:: What is needed ::
Only lines with the word "bride" are needed; collect each of them from the listing below.

:: Data ::
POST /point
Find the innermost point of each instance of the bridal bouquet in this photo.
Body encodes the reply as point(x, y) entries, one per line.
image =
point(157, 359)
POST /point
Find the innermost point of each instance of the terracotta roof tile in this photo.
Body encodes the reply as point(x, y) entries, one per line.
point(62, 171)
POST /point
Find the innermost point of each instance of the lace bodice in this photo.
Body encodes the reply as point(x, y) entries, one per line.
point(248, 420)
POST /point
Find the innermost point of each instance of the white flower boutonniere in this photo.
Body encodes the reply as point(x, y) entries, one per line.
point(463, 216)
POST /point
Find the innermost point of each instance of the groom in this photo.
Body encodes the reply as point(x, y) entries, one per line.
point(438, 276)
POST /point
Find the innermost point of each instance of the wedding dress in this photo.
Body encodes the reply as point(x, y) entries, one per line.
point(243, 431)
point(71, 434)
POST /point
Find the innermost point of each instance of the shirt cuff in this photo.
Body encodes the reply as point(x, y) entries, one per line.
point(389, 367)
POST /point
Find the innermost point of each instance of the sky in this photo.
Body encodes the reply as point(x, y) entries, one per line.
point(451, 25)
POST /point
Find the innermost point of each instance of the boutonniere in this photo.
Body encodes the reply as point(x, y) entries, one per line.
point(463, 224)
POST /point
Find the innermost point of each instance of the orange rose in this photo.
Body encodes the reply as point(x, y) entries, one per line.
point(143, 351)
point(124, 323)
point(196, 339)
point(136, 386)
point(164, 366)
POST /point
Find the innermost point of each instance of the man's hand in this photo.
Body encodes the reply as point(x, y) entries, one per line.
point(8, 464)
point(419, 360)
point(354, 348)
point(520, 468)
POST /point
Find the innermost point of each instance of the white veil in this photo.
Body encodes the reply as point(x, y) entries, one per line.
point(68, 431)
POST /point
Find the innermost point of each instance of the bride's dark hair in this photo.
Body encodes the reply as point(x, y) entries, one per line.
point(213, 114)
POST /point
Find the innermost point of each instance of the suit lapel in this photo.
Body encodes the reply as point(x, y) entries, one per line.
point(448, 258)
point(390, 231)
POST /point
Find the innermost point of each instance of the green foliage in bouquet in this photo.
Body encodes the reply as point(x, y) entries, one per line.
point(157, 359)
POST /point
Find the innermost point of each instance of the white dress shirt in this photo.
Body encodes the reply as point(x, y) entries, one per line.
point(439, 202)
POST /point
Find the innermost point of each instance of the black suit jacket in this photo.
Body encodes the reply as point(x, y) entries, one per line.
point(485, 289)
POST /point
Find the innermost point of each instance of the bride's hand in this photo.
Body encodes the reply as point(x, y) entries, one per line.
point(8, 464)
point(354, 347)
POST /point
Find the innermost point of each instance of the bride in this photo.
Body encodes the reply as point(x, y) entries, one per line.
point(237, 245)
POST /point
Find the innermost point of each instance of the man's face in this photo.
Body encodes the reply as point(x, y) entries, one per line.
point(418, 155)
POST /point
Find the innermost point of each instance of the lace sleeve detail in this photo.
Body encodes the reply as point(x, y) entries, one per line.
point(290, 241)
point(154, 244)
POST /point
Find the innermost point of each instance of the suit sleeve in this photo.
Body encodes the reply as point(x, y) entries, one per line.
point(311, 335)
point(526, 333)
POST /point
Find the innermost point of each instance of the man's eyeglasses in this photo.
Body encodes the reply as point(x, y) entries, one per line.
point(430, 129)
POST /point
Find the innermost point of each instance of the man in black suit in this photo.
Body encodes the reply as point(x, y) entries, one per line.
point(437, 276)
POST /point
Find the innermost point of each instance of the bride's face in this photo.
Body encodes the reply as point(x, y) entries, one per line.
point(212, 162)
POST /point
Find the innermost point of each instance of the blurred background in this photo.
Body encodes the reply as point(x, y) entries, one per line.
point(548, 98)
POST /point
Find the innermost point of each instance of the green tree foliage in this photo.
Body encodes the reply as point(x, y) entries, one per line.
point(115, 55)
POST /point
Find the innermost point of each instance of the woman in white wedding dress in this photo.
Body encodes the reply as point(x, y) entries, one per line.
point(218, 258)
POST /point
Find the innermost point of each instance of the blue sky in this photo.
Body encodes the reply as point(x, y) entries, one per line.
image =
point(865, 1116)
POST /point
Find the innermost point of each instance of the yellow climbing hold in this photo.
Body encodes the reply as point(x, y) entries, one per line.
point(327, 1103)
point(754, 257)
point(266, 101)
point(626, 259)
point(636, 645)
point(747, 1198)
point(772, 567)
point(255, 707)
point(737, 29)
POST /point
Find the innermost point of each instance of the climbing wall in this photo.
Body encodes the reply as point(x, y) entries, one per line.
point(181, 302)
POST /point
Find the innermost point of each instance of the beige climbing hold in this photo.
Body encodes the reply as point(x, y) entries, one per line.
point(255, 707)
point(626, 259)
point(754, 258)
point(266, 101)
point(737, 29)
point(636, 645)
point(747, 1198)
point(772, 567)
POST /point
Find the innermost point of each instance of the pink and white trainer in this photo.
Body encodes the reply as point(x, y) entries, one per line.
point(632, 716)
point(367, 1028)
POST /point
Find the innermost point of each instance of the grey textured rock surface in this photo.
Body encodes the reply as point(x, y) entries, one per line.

:: Response to the exercise ::
Find the innermost point of each instance of the bride's dark hair in this photo.
Find the innermost point of each instance of the bride's hand in this photo.
Find the innermost point of each instance of the bride in this photo.
Find the innermost point of each instance of the bride's face in this photo.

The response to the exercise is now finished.